==== Records to use
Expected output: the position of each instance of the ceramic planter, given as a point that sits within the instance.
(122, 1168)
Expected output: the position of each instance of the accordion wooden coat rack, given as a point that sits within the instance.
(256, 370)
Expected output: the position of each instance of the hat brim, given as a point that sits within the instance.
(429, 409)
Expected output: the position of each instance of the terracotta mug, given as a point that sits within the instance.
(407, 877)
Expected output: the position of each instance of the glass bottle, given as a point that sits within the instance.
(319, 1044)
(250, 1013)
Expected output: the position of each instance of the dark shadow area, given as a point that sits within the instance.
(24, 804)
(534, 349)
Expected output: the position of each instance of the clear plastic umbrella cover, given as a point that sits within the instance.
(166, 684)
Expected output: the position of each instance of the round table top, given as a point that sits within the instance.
========
Reproduce every one of the records above word for word, line by line.

Written answer ▸
Expected output: the position of each instance of the ceramic planter, given as a point that sits within the instance.
(122, 1168)
Expected output: the position of each instance of the accordion wooden coat rack, given as a point that sits within the instance.
(256, 370)
Expected output: the position of each instance of the hat brim, given as a point that sits within the instance.
(429, 409)
Expected output: the position of each instance of the terracotta mug, given as a point that sits within the instance.
(407, 877)
Expected output: the position of each instance of the glass bottle, given as a point that sits within the instance.
(319, 1044)
(250, 1013)
Expected output: the position of each instance of the dark shadow area, given as a point that sits within the instance.
(24, 804)
(534, 349)
Expected output: the position of each instance of the clear plastic umbrella cover, given as a point that sits within the instance.
(166, 684)
Expected output: the position of each instance of the round table top, given as a point that sits within the instance.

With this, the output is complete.